▸ **REQUIRED WORK**
Extract each line of the records below that contains the string "pointed". Case counts, so copy only lines where it appears with the same capitalization.

:: RECORDS PROVIDED

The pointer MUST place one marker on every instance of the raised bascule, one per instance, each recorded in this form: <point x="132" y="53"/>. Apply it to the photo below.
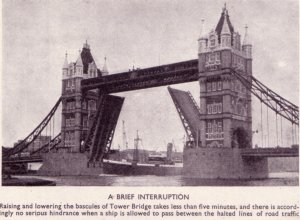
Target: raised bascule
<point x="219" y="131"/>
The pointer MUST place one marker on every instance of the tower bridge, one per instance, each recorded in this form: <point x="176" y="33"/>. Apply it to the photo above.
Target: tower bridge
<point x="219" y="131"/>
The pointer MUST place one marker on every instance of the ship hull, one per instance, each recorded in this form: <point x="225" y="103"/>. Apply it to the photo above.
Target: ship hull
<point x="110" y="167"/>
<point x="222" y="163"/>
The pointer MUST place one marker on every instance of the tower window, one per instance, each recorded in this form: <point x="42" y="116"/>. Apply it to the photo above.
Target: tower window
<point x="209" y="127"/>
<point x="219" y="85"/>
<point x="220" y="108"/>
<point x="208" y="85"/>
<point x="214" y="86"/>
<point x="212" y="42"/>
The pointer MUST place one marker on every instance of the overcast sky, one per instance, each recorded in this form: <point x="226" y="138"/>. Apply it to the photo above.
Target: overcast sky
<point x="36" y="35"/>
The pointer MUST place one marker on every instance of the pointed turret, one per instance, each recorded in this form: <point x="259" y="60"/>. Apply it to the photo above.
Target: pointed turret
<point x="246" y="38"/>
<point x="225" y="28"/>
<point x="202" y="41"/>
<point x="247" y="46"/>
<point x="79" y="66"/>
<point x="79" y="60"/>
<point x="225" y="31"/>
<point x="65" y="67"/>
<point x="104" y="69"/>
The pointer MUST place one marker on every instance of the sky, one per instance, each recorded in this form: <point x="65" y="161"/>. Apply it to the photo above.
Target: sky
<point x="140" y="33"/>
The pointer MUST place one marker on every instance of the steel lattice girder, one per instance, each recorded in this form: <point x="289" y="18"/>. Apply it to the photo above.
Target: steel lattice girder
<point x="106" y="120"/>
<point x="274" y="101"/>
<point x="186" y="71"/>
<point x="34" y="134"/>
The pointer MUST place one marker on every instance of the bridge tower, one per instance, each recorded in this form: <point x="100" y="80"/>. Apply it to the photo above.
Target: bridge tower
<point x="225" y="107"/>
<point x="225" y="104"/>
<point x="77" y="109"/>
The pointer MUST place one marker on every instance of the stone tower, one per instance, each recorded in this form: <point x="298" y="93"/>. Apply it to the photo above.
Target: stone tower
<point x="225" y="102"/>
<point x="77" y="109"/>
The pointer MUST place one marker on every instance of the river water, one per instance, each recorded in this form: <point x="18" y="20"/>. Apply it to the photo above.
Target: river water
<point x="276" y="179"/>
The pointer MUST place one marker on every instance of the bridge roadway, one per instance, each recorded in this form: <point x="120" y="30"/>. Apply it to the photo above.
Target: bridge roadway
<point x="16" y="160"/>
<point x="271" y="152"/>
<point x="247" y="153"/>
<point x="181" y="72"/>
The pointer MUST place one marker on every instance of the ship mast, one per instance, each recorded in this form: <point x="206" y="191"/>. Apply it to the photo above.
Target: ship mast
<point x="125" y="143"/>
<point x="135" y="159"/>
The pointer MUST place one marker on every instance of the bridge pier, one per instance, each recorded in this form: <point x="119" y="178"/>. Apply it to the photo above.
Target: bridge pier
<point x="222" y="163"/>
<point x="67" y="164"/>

::::
:: RECORDS PROVIDED

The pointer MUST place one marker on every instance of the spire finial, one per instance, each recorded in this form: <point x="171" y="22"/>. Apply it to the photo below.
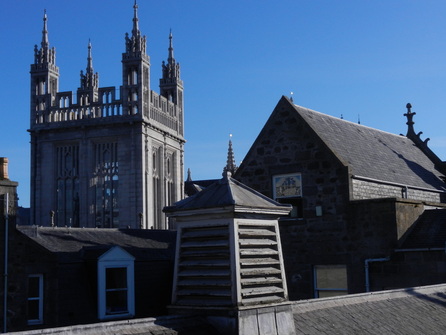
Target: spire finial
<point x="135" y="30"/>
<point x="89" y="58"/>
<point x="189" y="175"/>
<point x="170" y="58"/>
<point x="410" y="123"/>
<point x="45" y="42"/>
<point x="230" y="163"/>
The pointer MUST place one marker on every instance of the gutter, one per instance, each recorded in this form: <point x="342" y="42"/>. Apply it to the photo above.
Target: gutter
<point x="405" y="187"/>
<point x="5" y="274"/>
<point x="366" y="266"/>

::::

▸ **WRITTEN ANSWER**
The pointer MUST place one marker on every instance of the pointed turret, one per instance, each recorded in this form: <point x="259" y="60"/>. Apply it to the photo above.
Target: pointed turret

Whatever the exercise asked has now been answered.